# CONJUNTO DE TAREFAS:
- 1) Segundo a entrevista sobre o evento em Belém, por que os desafios aumentam quando se sai do próprio lugar? Responda em uma a três frases.
- 2) Na entrevista sobre o evento em Belém, qual é a expectativa declarada por Chicão Santos em relação à cidade?
- 3) Prossiga a entrevista sobre o evento em Belém a partir do ponto em que o trecho termina.

# TRECHO:
'''

Além do mais, Belém é muito importante para Amazônia. Sempre é desafiador e muito difícil organizar eventos em qualquer cidade do Brasil. E lógico que quando saímos do lugar da gente, os desafios aumentam, pois precisamos estabelecer novas relações com fornecedores, parcerias, grupos, setor público, além do próprio público e coletivos da cidade, mas a gente tem tido boa receptividade e temos estabelecido ótimas conexões. 

Holofote Virtual: Quais são as expectativas de vocês com Belém?  

Chicão Santos: Nossa expectativa é aprofundar nossa relação com a cidade de Belém, tão importante para toda a Amazônia. Queremos estabelecer vínculos com a cultura, tenho muitos amigos aí em Belém. Vamos ter com certeza uma troca muito legal e isso acaba tornando menores os desafios. Esperamos que as pessoas participem e partilhem suas experiência.

Sodade (Dança, Amazonas)
Foto: Divulgação

Holofote Virtual: O que podemos esperar da programação em Belém, sendo que depois vocês ainda seguem para outros municípios paraenses? É um fôlego e tanto...

'''

# SEGMENTO DE DADOS:
'''

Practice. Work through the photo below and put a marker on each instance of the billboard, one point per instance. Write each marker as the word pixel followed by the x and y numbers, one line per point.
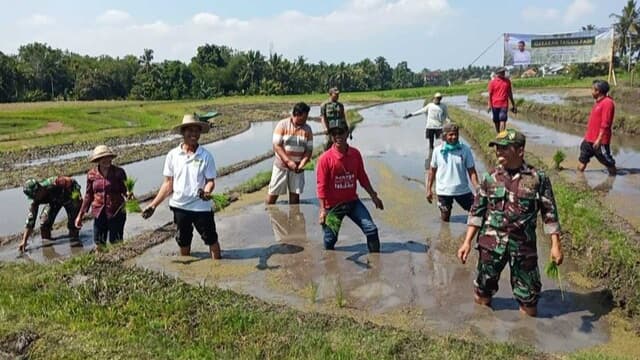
pixel 592 46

'''

# RESPOSTAS POR TAREFA:
- 1) Os desafios aumentam porque é preciso estabelecer novas relações com fornecedores, parcerias, grupos e setor público, além do próprio público e dos coletivos da cidade.

- 2) Aprofundar a relação com a cidade de Belém, tão importante para toda a Amazônia.

- 3)
Chicão Santos: Temos várias frente de trabalho, em Belém. A Praça da República será a arena principal, onde haverá as apresentações noturnas, no anfiteatro. Durante o dia vamos fazer o bate volta em escolas e comunidade, com os grupos que vão fazer apresentações, e também teremos três oficinas, uma delas dentro de escolas e outra na Praça da Republica, além do IV Seminário Amazônico de
Teatro de Rua, que fecha a parte formativa, trazendo o debate sobre as políticas públicas voltadas às artes cênicas. 

Depois iremos para Xinguara, Parauapebas e Marabá. Estamos levando três espetáculos e uma oficina; e também estamos fazendo registro audiovisual para gerar um documentário sobre todas essas questões do festival. Vamos enfrentando as distancia e celebrando as conexões.

Fashion Fake (Pará)
Foto: Carol Abreu

Holofote Virtual: Qual tua visão acerca de teatro de rua no Brasil e mais especificamente na Amazônia?

Chicão Santos: Nós temos trabalhado ao máximo para dissolver essa visão de que nos somos periferia do país ou que nos somos o patinho feio, excluídos do processo. É bom lembrar que nós representamos 74% do território nacional, então nós estamos mais para ser o teatro brasileiro, acaso isso fosse calculado pela territorialidade.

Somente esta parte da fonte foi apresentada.